_WHAT YOU ARE ASKED TO DO_
Could the lines from the one with "A point belongs on each instance of the reflective" through the end of the listing be restated exactly, with nothing else included?

_STORED DATA_
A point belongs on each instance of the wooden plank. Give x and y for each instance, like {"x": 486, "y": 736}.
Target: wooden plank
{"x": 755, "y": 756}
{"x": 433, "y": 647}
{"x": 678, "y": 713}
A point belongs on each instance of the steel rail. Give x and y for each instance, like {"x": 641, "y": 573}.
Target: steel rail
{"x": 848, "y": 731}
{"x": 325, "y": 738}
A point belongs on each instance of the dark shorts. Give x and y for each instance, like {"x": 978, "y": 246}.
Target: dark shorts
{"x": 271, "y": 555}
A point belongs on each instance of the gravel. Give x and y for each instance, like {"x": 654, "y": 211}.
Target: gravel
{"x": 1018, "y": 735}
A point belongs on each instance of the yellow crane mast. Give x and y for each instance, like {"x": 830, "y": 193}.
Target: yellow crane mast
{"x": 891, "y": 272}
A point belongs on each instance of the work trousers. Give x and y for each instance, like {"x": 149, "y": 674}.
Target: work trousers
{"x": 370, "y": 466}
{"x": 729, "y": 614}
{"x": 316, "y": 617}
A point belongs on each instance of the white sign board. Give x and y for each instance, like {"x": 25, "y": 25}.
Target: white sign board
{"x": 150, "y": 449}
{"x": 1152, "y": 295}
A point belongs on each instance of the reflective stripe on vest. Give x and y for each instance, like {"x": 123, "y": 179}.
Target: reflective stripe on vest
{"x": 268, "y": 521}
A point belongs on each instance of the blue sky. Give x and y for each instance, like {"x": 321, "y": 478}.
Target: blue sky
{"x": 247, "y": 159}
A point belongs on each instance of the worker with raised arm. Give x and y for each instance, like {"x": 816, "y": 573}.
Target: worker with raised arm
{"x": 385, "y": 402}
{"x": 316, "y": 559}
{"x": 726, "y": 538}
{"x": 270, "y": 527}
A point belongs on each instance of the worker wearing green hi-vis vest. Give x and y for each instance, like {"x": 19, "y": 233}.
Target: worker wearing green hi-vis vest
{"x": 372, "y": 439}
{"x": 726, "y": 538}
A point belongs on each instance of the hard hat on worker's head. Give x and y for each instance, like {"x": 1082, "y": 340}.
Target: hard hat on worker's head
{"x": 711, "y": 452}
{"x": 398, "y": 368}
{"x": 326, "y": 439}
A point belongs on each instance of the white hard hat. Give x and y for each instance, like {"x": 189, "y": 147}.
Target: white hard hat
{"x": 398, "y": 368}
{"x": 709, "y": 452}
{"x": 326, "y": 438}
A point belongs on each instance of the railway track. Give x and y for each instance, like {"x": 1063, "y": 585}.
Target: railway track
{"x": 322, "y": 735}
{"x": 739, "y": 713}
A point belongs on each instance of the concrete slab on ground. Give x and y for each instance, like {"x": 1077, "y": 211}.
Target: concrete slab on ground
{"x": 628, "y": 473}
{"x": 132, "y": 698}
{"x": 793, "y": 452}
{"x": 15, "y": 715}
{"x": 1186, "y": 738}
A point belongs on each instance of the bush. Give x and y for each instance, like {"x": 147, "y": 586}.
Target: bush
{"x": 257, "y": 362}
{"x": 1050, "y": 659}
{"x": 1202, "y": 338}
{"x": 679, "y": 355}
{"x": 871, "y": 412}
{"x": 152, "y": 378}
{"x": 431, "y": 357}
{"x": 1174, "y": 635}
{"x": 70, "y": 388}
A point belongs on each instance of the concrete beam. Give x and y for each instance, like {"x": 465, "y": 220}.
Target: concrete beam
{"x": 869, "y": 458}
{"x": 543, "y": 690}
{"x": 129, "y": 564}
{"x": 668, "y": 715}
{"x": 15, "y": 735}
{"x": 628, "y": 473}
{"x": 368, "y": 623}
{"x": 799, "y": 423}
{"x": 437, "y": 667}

_SOLUTION TO THIS EXERCISE_
A point belongs on each instance of the reflective stripe on vest. Give x and y for each instance, like {"x": 123, "y": 179}.
Target: reflective stripe on vest
{"x": 268, "y": 521}
A point belongs on each instance of the blue sky. Give x and y for each instance, like {"x": 321, "y": 478}.
Target: blue sky
{"x": 247, "y": 159}
A point belongs on each instance of the worker with raised arm. Give x and y for each instance, like {"x": 816, "y": 573}.
Target: worker with raised arm
{"x": 385, "y": 402}
{"x": 316, "y": 559}
{"x": 726, "y": 538}
{"x": 270, "y": 527}
A point belongs on each instance of the worker wearing green hi-vis vest. Give x and y for each instance, like {"x": 19, "y": 233}.
Target: worker wearing green hi-vis vest
{"x": 372, "y": 439}
{"x": 726, "y": 538}
A point belongs on each instance of the hard hat on worker's head. Give x and y for each instance, like {"x": 1082, "y": 340}.
Target: hard hat on worker's head
{"x": 711, "y": 452}
{"x": 398, "y": 368}
{"x": 326, "y": 439}
A point belongs on each instance of the white hard hat. Give x and y for each instance, like {"x": 189, "y": 147}.
Target: white hard hat
{"x": 398, "y": 368}
{"x": 709, "y": 452}
{"x": 326, "y": 438}
A point belongs on each instance of the railway track. Give x and y for each instance, like {"x": 1063, "y": 585}.
Target: railway track
{"x": 322, "y": 735}
{"x": 739, "y": 713}
A point belongs on each instance of the concrete slab on ground. Give x and y for each instance, like {"x": 1077, "y": 211}.
Target: concrete slab on ground
{"x": 628, "y": 473}
{"x": 132, "y": 698}
{"x": 793, "y": 452}
{"x": 15, "y": 715}
{"x": 1186, "y": 738}
A point belongs on each instance of the bush. Give x and y for each instance, like {"x": 147, "y": 586}.
Target: bush
{"x": 257, "y": 362}
{"x": 1050, "y": 659}
{"x": 1202, "y": 338}
{"x": 679, "y": 355}
{"x": 871, "y": 412}
{"x": 152, "y": 378}
{"x": 431, "y": 357}
{"x": 1174, "y": 635}
{"x": 70, "y": 388}
A point belongs on each instance of the concrete beam. Give x and y for each instance, like {"x": 465, "y": 220}.
Target: concrete beam
{"x": 869, "y": 458}
{"x": 543, "y": 690}
{"x": 129, "y": 564}
{"x": 668, "y": 715}
{"x": 15, "y": 735}
{"x": 628, "y": 473}
{"x": 368, "y": 623}
{"x": 799, "y": 423}
{"x": 437, "y": 667}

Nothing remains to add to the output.